_Data for processing_.
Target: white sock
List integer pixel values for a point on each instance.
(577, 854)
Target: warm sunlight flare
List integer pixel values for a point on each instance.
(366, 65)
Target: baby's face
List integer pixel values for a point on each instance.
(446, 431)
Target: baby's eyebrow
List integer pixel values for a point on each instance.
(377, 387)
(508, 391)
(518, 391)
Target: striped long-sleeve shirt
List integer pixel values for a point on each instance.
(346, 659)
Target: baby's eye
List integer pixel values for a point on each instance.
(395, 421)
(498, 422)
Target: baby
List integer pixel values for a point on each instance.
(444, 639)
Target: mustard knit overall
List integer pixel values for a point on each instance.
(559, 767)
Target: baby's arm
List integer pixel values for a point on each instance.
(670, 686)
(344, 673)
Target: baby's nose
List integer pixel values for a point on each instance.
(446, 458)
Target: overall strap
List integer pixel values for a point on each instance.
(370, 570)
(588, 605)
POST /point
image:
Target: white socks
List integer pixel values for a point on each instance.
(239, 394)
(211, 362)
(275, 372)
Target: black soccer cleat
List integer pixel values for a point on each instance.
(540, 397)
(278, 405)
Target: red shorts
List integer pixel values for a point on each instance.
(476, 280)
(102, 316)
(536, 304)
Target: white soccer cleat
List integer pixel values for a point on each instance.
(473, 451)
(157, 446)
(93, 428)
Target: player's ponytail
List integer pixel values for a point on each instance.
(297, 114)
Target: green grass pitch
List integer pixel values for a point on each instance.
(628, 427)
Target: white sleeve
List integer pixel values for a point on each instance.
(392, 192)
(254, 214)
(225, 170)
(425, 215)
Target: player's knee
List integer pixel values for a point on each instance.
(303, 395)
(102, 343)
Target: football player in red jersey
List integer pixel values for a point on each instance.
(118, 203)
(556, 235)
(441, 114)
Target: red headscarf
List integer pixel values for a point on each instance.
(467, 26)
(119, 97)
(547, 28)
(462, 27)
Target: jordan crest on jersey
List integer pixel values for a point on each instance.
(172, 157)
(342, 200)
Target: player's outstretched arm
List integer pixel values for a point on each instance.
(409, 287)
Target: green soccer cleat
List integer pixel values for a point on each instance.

_What the exercise asks_. Arrange every line of the records above as a Markdown table with two columns, Row for the row number and Line for the text of that line, and leave out any blank lines.

_Response for this exercise_.
| Row | Line |
|---|---|
| 1 | Target: white sock |
| 2 | List integer pixel values for a point on each instance. |
| 3 | (577, 854) |
| 4 | Target: warm sunlight flare |
| 5 | List integer pixel values for a point on each instance. |
| 6 | (366, 65) |
| 7 | Target: baby's face |
| 8 | List integer pixel values for a point on each instance. |
| 9 | (446, 431) |
| 10 | Target: baby's eyebrow |
| 11 | List integer pixel values for a point on each instance. |
| 12 | (377, 387) |
| 13 | (508, 391) |
| 14 | (518, 391) |
| 15 | Target: striped long-sleeve shirt |
| 16 | List integer pixel values for a point on each instance. |
| 17 | (346, 659) |
| 18 | Target: baby's eye |
| 19 | List integer pixel values for a point on each instance. |
| 20 | (395, 421) |
| 21 | (498, 422) |
| 22 | Target: baby |
| 23 | List integer pixel values for a point on each instance. |
| 24 | (444, 639) |
| 25 | Target: mustard knit overall |
| 26 | List integer pixel values for a point on each instance. |
| 27 | (559, 767) |
| 28 | Target: baby's arm |
| 29 | List integer pixel values for a point on each instance. |
| 30 | (670, 686) |
| 31 | (344, 673) |
| 32 | Target: baby's nose |
| 33 | List integer pixel values for a point on each instance. |
| 34 | (446, 458) |
| 35 | Target: overall strap |
| 36 | List integer pixel values for a point on each instance. |
| 37 | (370, 570) |
| 38 | (588, 605) |
| 39 | POST /point |
| 40 | image: |
| 41 | Target: white socks |
| 42 | List integer pixel values for a point on each instance. |
| 43 | (239, 394) |
| 44 | (211, 362) |
| 45 | (275, 372) |
| 46 | Target: black soccer cleat |
| 47 | List integer pixel values for a point on each instance. |
| 48 | (540, 397) |
| 49 | (278, 405) |
| 50 | Target: red shorts |
| 51 | List integer pixel values for a point on each instance. |
| 52 | (476, 280) |
| 53 | (102, 316) |
| 54 | (536, 304) |
| 55 | Target: white soccer cleat |
| 56 | List integer pixel values for a point on each instance. |
| 57 | (473, 451) |
| 58 | (157, 446) |
| 59 | (93, 428) |
| 60 | Target: player's ponytail |
| 61 | List integer pixel values for a point on each instance. |
| 62 | (297, 114) |
| 63 | Target: green grass pitch |
| 64 | List integer pixel values for a point on each instance. |
| 65 | (628, 427) |
| 66 | Target: white sleeve |
| 67 | List integer pixel values for a point on each instance. |
| 68 | (392, 192) |
| 69 | (254, 214) |
| 70 | (225, 170) |
| 71 | (425, 215) |
| 72 | Target: player's knee |
| 73 | List integer pixel values for a point on each instance. |
| 74 | (303, 395) |
| 75 | (102, 343) |
| 76 | Target: football player in red jersey |
| 77 | List integer pixel values for a point on each instance. |
| 78 | (118, 203) |
| 79 | (556, 235) |
| 80 | (441, 114) |
| 81 | Target: red headscarf |
| 82 | List integer pixel values for a point on each instance. |
| 83 | (467, 26) |
| 84 | (119, 97) |
| 85 | (547, 28) |
| 86 | (462, 27) |
| 87 | Target: jordan crest on jersey |
| 88 | List integer pixel values for a point on each instance. |
| 89 | (172, 157) |
| 90 | (342, 200) |
| 91 | Target: player's outstretched arm |
| 92 | List integer pixel values for a point on each instance. |
| 93 | (409, 287) |
| 94 | Target: green soccer cleat |
| 95 | List integer pixel values for a point on each instance. |